[Saved entries]
☆ ☆ ☆
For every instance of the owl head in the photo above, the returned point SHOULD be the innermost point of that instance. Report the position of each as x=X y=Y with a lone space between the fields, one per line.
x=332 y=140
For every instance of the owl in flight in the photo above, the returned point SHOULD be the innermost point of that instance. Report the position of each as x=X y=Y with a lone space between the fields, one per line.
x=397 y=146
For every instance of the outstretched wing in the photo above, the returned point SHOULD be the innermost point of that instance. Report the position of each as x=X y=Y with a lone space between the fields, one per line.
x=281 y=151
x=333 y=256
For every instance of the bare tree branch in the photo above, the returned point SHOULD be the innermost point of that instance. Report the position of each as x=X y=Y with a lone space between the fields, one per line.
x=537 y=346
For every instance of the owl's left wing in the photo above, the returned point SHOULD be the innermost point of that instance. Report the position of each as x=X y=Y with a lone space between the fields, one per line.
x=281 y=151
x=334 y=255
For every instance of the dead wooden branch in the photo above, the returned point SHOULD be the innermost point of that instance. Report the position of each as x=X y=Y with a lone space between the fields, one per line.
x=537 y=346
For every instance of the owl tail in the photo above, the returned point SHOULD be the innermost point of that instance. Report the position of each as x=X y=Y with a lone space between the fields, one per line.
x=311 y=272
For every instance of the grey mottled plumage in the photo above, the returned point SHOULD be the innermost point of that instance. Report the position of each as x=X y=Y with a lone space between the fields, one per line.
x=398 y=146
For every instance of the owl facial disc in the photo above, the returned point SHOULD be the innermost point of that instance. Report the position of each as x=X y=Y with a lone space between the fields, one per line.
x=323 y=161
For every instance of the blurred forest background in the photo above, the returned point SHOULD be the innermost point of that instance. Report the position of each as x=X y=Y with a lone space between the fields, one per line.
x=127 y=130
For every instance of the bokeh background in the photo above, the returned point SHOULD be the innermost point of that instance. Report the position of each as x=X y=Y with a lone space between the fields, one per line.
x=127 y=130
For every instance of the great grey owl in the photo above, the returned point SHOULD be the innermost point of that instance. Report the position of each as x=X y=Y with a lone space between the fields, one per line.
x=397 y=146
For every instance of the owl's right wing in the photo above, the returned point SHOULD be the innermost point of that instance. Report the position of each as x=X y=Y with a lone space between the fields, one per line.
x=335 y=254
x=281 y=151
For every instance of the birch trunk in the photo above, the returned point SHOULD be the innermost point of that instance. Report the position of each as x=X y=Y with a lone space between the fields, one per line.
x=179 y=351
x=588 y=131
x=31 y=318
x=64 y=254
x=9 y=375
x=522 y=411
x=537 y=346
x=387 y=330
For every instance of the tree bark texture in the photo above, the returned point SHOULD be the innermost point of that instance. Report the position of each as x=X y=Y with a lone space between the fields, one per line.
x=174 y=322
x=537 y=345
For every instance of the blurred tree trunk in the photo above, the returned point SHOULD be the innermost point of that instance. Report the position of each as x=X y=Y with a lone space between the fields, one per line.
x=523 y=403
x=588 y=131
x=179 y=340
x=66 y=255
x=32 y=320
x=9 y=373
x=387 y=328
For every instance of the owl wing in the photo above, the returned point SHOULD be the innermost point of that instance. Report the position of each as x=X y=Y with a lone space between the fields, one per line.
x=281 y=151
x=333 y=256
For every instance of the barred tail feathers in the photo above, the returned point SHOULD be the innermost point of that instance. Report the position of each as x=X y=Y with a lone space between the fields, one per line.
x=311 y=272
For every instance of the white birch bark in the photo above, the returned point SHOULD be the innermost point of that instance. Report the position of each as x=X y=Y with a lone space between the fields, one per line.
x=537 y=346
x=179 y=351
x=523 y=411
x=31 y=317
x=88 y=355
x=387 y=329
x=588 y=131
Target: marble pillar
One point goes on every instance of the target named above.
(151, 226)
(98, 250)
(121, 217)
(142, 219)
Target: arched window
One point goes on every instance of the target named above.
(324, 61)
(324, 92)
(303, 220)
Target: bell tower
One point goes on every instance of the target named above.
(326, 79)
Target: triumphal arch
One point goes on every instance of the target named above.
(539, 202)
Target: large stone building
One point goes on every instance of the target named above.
☆ ☆ ☆
• YOUR OBJECTIVE
Please reproduce every record shown above, exactly as written.

• RESPONSE AREA
For every instance of the owl head in the photo above, the returned point SHOULD be the innermost point of that instance. Report the position of each as x=X y=Y with a lone space between the fields, one per line.
x=332 y=140
For every instance of the owl in flight in the photo above, the returned point SHOULD be the innermost point of that instance. Report the position of each as x=X y=Y with a lone space between the fields, one per line.
x=397 y=146
For every instance of the outstretched wing in the photo above, the returned point SHOULD be the innermost point of that instance. Report the position of each as x=X y=Y with a lone space between the fields, one per line.
x=281 y=151
x=333 y=256
For every instance of the bare tree branch in the photo above, the returned point SHOULD be the innermost point of that instance. Report the position of each as x=X y=Y with a lone space between the fields, one per line.
x=537 y=346
For every instance of the owl's left wing in the photo above, the returned point SHOULD be the innermost point of that instance. Report the position of each as x=X y=Y with a lone space between the fields, one per line.
x=281 y=151
x=334 y=255
For every instance of the dead wooden branch in the photo above, the returned point SHOULD be the innermost point of that instance. Report the position of each as x=X y=Y with a lone space between the fields, one per line.
x=537 y=346
For every instance of the owl tail in the photo above, the returned point SHOULD be the innermost point of that instance. Report the position of each as x=X y=Y with a lone space between the fields, one per line.
x=311 y=272
For every instance of the grey mottled plumage in the photo above, the returned point SHOULD be the innermost point of that instance. Report the position of each as x=X y=Y with a lone space between the fields, one per line.
x=398 y=146
For every instance of the owl facial disc in the photo above, the returned point SHOULD be the innermost point of that instance. Report the position of each as x=X y=Y with a lone space between the fields, one per line.
x=323 y=161
For every instance of the blurred forest background in the photo above, the returned point SHOULD be the innermost point of that instance. Report the position of each as x=X y=Y with a lone space between the fields, one per line.
x=127 y=130
For every instance of the bokeh background in the photo above, the returned point SHOULD be the innermost point of that instance. Report the position of each as x=X y=Y with a lone space between the fields, one per line.
x=127 y=130
For every instance of the great grey owl in the photo above, the returned point SHOULD be the innermost point of that instance. Report the position of each as x=X y=Y with a lone space between the fields, one per line.
x=397 y=146
For every instance of the owl's right wing in the photo above, the returned point SHOULD be the innermost point of that instance. Report the position of each as x=X y=Y with a lone space between the fields, one per line.
x=335 y=254
x=281 y=151
For every instance of the birch trunk in the photo above, the returned point SHOULD be the innermost point of that instance. Report the position of each as x=X y=Y with a lone space between the fields, one per line.
x=179 y=351
x=588 y=131
x=31 y=318
x=64 y=254
x=9 y=375
x=522 y=411
x=537 y=346
x=387 y=330
For every instance of the tree bark texture in the photo above, the returned point SHOULD be the innermost point of that instance. Report the position of each as x=X y=Y with a lone space between the fields, one per line.
x=174 y=322
x=537 y=345
For every instance of the blurred tree trunk in the photo above, the returned point SHOULD be the innermost point of that instance. Report the position of each as x=X y=Y with a lone space between the fields, one per line.
x=523 y=403
x=588 y=131
x=179 y=340
x=66 y=255
x=32 y=320
x=9 y=373
x=387 y=328
For every instance of the owl wing in the photo above, the returned point SHOULD be the innermost point of that instance. Report the position of each as x=X y=Y with a lone space between the fields, one per line.
x=281 y=151
x=333 y=256
For every instance of the barred tail feathers in the photo above, the returned point SHOULD be the innermost point of that instance. Report the position of each as x=X y=Y with a lone space between the fields, one per line.
x=311 y=272
For every instance of the white birch bark in the photo above, the returned point SHOULD be the innermost point of that instance. Report the position of each as x=X y=Y with a lone space between the fields, one per line.
x=537 y=346
x=179 y=351
x=523 y=411
x=31 y=317
x=88 y=355
x=387 y=329
x=588 y=131
Target: marble pillar
One point goes on every instance of the target named above.
(151, 226)
(98, 250)
(121, 217)
(142, 219)
Target: arched window
One point goes on every instance of the target named above.
(324, 61)
(324, 92)
(303, 220)
Target: bell tower
One point goes on every instance of the target named above.
(326, 79)
Target: triumphal arch
One point goes on every instance of the target named above.
(539, 202)
Target: large stone building
One point goes on every instance of the target named above.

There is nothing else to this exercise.